━━━━━ THE DATA
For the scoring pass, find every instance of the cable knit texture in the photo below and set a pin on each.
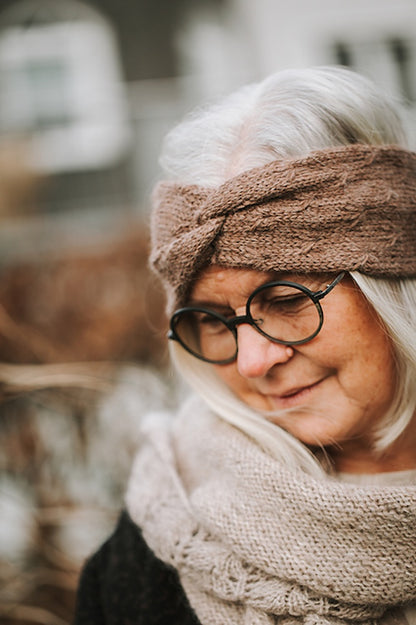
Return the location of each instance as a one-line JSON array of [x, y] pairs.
[[253, 541], [347, 208]]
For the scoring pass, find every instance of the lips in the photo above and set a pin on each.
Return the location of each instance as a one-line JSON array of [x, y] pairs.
[[294, 395]]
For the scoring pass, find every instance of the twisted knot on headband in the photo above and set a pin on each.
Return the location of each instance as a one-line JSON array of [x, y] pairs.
[[345, 208]]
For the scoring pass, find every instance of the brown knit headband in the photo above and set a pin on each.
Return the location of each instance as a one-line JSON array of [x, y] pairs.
[[347, 208]]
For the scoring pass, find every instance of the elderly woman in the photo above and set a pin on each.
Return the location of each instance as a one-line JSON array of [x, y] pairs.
━━━━━━━━━━
■ DIRECTIONS
Extract the entries in full, exactly as they are, minus the pictures.

■ ANSWER TO THIS EXERCISE
For the scoring pass, find every instance of the cable knit texture in the photo below and set a pin on each.
Return the location of each instance as a one-line JSON array of [x, y] pairs.
[[253, 541], [347, 208]]
For the scoring pass, find every instance of the lips in the photo above and set a pin on each.
Return the location of each instance as a one-line JSON array of [x, y] pairs.
[[294, 395]]
For the scoring pass, find every instance of the twisted knot on headband in the photo above and set a pin on each.
Return the location of each instance as a one-line JSON array of [x, y] pairs.
[[345, 208]]
For the scoring pass, find every instance of the brown knit headband in the photo above and set a pin on each.
Return the location of each instance as a one-line JSON array of [x, y] pairs.
[[347, 208]]
For the scoring pass, find every instance of the elderly woman in the photo above and set a pin on each.
Return the location of each instance as a one-line JSON array of [x, y] pairs.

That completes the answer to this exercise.